OBJECTIF VISÉ A: Reproduisez à l'identique le texte sur le camp des familles tsiganes à Birkenau qui figure ci-dessous.

Le “Camp des familles tsiganes” à Birkenau à travers le regard de Lucie Adelsberger (1895-1971)

Le site du “Camp des Tsiganes”, Mémorial d’Auschwitw-Birkenau. Photo: Frank Reuter.

Lucie Adelsberger, spécialiste de médecine générale, pédiatre et allergologue reconnue, travaillait au célèbre institut Robert Koch à Berlin jusqu’à l’arrivée au pouvoir des Nazis. Cependant, peu de temps, après elle perd son emploi compte-tenu de ses ascendances juives et par conséquent, tente d’exercer son métier en tant que médecin privé. En mai 1943, Lucie Adelsberger est finalement arrêtée puis déportée au camp de concentration d’Auschwitz-Birkenau. Elle est affectée en tant que docteure au camp des Tsiganes, qui a été ouvert deux mois plus tôt. Grâce à la publication de ses mémoires en 1956, on possède la chronique des horribles conditions de vie de ce camp qui ont entraîné la mort de milliers de personnes en seulement quelques mois. Par ailleurs, le haut niveau de mortalité apporte une contradiction flagrante aux prétendus privilèges de ce camp familial (vêtements civils, instruments de musique à disposition, jardin d’enfants, ration de lait pour les jeunes enfants et les femmes enceintes, etc.)

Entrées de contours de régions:
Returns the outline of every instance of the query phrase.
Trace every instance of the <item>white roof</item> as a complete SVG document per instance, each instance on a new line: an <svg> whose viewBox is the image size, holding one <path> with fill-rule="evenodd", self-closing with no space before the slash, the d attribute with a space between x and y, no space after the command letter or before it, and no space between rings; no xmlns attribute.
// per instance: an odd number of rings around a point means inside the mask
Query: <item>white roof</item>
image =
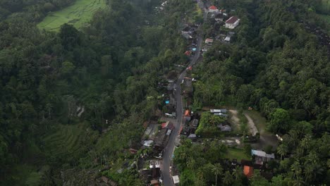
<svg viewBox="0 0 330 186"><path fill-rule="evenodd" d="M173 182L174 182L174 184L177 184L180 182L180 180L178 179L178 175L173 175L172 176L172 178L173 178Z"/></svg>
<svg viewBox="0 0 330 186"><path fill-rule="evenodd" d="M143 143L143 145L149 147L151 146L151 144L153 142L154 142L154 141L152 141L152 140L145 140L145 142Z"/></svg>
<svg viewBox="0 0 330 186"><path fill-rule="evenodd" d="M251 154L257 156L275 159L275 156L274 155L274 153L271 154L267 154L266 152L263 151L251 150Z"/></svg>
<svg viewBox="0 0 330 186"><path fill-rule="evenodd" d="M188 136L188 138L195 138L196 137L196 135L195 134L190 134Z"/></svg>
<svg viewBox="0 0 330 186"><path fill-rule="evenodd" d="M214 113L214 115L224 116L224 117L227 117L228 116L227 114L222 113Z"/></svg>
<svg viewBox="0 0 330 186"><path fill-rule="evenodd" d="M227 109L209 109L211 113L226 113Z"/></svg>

...

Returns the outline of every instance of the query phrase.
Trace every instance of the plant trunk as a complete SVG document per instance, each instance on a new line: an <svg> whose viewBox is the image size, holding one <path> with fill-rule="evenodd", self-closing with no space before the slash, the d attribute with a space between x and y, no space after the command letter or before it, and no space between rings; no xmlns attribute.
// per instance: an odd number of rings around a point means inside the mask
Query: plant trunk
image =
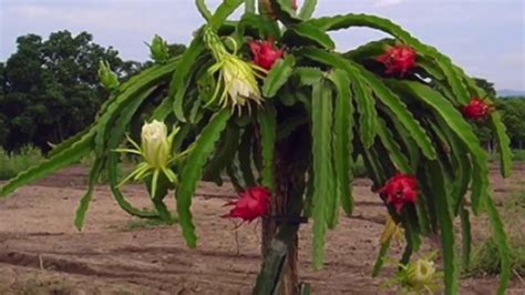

OBJECTIF VISÉ B: Combien de lignes des rangées ci-dessus contiennent la chaîne « between » ? Répondez par ce seul nombre.

SOLUTION PROPOSÉE A:
Le “Camp des familles tsiganes” à Birkenau à travers le regard de Lucie Adelsberger (1895-1971)

Le site du “Camp des Tsiganes”, Mémorial d’Auschwitw-Birkenau. Photo: Frank Reuter.

Lucie Adelsberger, spécialiste de médecine générale, pédiatre et allergologue reconnue, travaillait au célèbre institut Robert Koch à Berlin jusqu’à l’arrivée au pouvoir des Nazis. Cependant, peu de temps, après elle perd son emploi compte-tenu de ses ascendances juives et par conséquent, tente d’exercer son métier en tant que médecin privé. En mai 1943, Lucie Adelsberger est finalement arrêtée puis déportée au camp de concentration d’Auschwitz-Birkenau. Elle est affectée en tant que docteure au camp des Tsiganes, qui a été ouvert deux mois plus tôt. Grâce à la publication de ses mémoires en 1956, on possède la chronique des horribles conditions de vie de ce camp qui ont entraîné la mort de milliers de personnes en seulement quelques mois. Par ailleurs, le haut niveau de mortalité apporte une contradiction flagrante aux prétendus privilèges de ce camp familial (vêtements civils, instruments de musique à disposition, jardin d’enfants, ration de lait pour les jeunes enfants et les femmes enceintes, etc.)

SOLUTION PROPOSÉE B: 2